[Start SELECTED TEXT]

If you are like many people, you may not have prioritized creating your will. You may have put this task off because you think you have plenty of time. You may also believe you don’t have enough assets to warrant having a will or other estate planning documents. Whatever the circumstance, it’s important to ask: Do I need a California will?
Why Would I Need a California Will?
Your California will is vital to ensuring that your final wishes are clearly represented and can be carried out. There are multiple reasons to have a California will.
First, this essential device allows you legally direct where your assets and property will go after you die. Without a will, your estate will pass according to law rather than to your chosen heirs. Even then, only certain people will be able to inherit from your estate regardless of their emotional connection to you.
Second, without a will, your loved ones may also have to endure a long probate case before your assets can be distributed.
Third, if you have minor children, your will is the device you will use to nominate potential guardians. Without one, the family court, rather than you, may have to select guardians for your children after you die.
Fourth, your will allows you to select a personal representative to administer your estate. If you don’t have a will, the probate court will appoint someone it deems appropriate to serve in this important role.
What if I Have a Simple Estate?

[End SELECTED TEXT]

**TASKS:**
1) In the text on California wills, who appoints someone to administer your estate if you have no will?
2) From the text on California wills, return word for word the part that opens with the words "First, this essential" and closes with "can be distributed.".

[Start ENTRIES SHOWN]

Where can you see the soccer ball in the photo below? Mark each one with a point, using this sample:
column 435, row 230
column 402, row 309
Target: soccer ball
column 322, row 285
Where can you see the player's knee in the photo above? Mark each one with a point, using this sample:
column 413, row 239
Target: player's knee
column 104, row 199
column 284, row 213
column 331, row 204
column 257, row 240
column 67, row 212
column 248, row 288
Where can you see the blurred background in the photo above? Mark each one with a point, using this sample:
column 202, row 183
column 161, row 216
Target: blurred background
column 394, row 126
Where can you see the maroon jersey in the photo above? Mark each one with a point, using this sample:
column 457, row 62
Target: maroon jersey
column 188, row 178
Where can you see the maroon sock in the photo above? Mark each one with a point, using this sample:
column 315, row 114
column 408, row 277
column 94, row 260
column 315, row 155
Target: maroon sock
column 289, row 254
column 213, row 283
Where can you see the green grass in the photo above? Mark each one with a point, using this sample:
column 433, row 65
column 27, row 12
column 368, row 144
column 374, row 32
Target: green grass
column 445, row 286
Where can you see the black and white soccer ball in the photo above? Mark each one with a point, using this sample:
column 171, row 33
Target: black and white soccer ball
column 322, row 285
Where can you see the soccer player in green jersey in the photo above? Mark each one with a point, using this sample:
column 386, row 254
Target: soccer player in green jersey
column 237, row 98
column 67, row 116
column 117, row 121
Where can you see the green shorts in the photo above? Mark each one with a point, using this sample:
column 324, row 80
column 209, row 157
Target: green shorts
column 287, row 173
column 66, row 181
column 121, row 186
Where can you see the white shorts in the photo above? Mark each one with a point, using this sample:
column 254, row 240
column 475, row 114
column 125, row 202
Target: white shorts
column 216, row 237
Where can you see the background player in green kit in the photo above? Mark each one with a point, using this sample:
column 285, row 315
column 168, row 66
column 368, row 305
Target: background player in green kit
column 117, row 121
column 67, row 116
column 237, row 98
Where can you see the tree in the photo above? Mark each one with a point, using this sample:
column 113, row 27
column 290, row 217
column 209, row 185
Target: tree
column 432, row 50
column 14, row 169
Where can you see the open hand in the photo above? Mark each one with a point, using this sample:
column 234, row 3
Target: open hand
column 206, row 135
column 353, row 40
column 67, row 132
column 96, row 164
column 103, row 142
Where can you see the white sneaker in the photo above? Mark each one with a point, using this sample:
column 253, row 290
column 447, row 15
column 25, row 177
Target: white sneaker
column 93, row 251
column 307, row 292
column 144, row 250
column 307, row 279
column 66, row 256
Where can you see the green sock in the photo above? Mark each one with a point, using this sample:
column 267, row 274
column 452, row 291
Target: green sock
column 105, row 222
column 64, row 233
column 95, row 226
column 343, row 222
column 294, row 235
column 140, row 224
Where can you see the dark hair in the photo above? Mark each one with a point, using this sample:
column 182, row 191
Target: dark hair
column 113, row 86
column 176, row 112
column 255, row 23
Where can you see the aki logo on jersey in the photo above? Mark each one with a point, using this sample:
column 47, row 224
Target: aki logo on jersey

[End ENTRIES SHOWN]

**ANSWERS PER TASK:**
1) The probate court.

2)
First, this essential device allows you legally direct where your assets and property will go after you die. Without a will, your estate will pass according to law rather than to your chosen heirs. Even then, only certain people will be able to inherit from your estate regardless of their emotional connection to you.
Second, without a will, your loved ones may also have to endure a long probate case before your assets can be distributed.